**Dataset excerpt**
------------------------------

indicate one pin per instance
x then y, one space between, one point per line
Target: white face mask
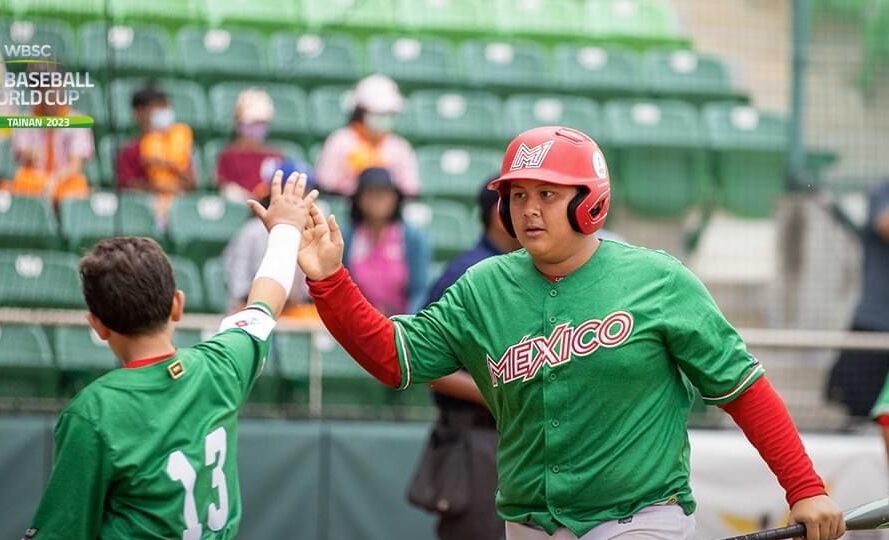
161 119
379 123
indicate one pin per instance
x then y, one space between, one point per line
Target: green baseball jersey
881 407
587 377
151 452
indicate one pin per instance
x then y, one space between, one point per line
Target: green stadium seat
499 64
215 286
170 13
452 228
220 52
39 279
312 57
751 151
104 215
82 356
456 172
329 108
201 225
687 74
26 362
413 60
268 14
358 15
137 48
661 160
343 381
187 97
456 17
188 278
290 106
609 71
455 116
107 157
26 222
70 10
92 103
292 351
636 22
526 111
53 32
542 19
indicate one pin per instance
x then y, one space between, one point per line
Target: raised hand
321 249
288 206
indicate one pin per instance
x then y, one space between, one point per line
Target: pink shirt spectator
345 154
380 269
67 143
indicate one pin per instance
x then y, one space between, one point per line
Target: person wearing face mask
244 167
368 141
159 158
50 160
389 258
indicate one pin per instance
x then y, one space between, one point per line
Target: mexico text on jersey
523 360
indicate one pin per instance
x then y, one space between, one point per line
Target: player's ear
101 330
178 305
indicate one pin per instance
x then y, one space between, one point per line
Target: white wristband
279 261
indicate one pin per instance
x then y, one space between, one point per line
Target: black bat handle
774 534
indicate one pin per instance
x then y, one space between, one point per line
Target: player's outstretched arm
285 219
366 334
765 420
321 250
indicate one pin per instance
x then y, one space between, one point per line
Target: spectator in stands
245 166
368 141
388 259
50 160
243 254
857 376
159 159
5 108
462 411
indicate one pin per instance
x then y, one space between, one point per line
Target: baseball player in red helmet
586 352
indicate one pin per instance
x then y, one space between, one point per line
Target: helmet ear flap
503 212
574 210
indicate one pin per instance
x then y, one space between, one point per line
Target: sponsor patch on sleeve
254 321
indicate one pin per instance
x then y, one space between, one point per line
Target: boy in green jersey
149 451
584 350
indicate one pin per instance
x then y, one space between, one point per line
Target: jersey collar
144 362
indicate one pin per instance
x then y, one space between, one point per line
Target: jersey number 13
180 470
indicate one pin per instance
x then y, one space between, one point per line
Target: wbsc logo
19 50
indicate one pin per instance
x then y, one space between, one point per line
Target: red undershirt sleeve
765 420
366 334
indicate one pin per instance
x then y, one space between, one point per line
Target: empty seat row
50 279
310 58
58 361
635 21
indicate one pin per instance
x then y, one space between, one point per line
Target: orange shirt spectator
159 159
51 159
367 141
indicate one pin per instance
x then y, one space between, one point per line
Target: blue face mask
379 123
254 130
162 119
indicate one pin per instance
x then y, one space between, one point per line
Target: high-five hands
288 206
321 249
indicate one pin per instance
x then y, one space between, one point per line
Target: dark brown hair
128 284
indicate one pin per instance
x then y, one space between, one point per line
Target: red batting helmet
564 156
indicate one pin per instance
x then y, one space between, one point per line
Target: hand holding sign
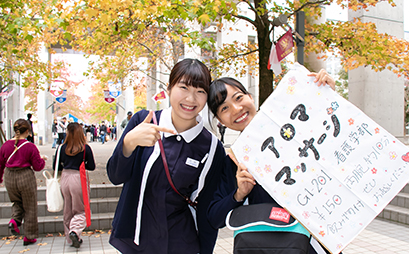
245 181
326 162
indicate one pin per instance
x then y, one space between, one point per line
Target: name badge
192 162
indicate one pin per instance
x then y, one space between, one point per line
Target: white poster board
332 167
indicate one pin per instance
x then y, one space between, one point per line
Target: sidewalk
380 237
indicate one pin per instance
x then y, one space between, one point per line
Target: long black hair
20 126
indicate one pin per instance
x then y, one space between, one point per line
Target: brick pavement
380 237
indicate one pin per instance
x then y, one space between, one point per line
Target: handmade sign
107 96
57 88
63 97
331 166
114 89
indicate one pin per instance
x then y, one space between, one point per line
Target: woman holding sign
169 172
234 107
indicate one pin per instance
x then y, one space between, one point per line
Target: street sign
63 96
56 88
107 96
114 89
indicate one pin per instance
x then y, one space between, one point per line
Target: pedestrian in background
152 216
126 120
72 153
103 132
114 132
54 133
19 159
31 135
61 128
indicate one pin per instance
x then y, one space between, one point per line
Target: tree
357 43
127 30
96 106
23 31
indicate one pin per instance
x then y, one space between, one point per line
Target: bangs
191 72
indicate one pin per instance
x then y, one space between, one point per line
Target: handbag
84 187
266 228
55 201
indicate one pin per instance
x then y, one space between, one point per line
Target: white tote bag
55 201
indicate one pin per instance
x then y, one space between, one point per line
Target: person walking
126 120
54 133
19 159
72 153
155 212
61 128
103 132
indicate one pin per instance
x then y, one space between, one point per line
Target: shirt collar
188 135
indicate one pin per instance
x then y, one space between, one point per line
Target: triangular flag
273 63
285 45
159 96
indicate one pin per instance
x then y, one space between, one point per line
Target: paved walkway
380 237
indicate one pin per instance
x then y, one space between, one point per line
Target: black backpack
266 228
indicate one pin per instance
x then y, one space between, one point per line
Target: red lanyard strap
165 164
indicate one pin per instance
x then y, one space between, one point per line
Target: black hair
193 72
20 126
218 92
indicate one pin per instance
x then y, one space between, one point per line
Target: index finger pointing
233 158
148 118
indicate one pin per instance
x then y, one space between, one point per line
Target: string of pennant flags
113 92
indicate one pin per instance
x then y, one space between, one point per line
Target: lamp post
300 29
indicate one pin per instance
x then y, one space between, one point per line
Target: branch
246 18
160 58
318 2
147 74
238 55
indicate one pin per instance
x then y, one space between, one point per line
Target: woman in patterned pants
18 161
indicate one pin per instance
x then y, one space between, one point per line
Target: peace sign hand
245 181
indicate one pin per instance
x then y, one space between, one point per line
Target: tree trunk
264 44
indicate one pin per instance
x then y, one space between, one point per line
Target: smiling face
187 102
189 83
237 110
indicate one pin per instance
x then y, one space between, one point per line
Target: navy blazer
129 171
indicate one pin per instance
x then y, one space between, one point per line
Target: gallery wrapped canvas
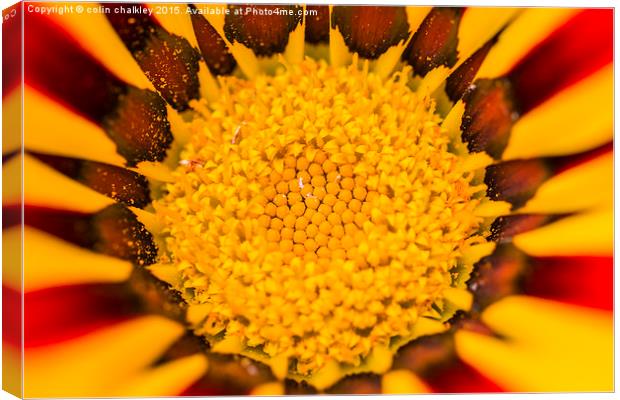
237 199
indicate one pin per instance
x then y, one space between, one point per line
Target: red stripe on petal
11 48
57 314
11 316
135 119
57 65
489 115
575 50
586 280
458 377
11 215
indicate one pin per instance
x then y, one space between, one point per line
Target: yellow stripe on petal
175 19
45 186
95 34
550 346
578 118
479 24
50 261
245 57
12 180
53 129
531 27
100 363
169 379
585 186
402 381
582 234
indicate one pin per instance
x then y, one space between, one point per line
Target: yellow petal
576 119
50 261
550 346
585 186
175 19
98 364
583 234
169 379
45 186
95 34
12 181
11 121
268 389
52 128
11 370
531 27
402 381
12 258
478 25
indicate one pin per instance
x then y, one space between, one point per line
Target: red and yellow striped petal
98 364
583 234
549 346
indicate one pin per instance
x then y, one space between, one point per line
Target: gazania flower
299 199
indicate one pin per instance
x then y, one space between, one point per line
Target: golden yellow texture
317 215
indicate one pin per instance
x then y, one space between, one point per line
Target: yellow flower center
316 217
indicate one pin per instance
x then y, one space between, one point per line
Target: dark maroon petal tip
122 185
156 296
489 115
292 387
213 48
435 42
263 28
139 126
168 60
516 181
114 231
357 384
460 80
317 24
371 30
136 120
230 375
120 234
498 275
505 228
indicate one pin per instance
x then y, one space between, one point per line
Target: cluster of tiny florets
319 213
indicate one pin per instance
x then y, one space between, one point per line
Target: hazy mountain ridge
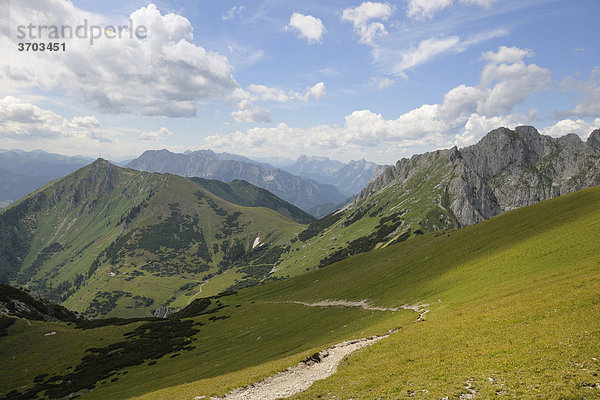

------------------------------

**GIVEN TASK**
Show each line of the items above that contains the string "hair". Letter case must match.

**TASK RESPONSE**
Target: dark brown hair
Target: long black hair
Target: black hair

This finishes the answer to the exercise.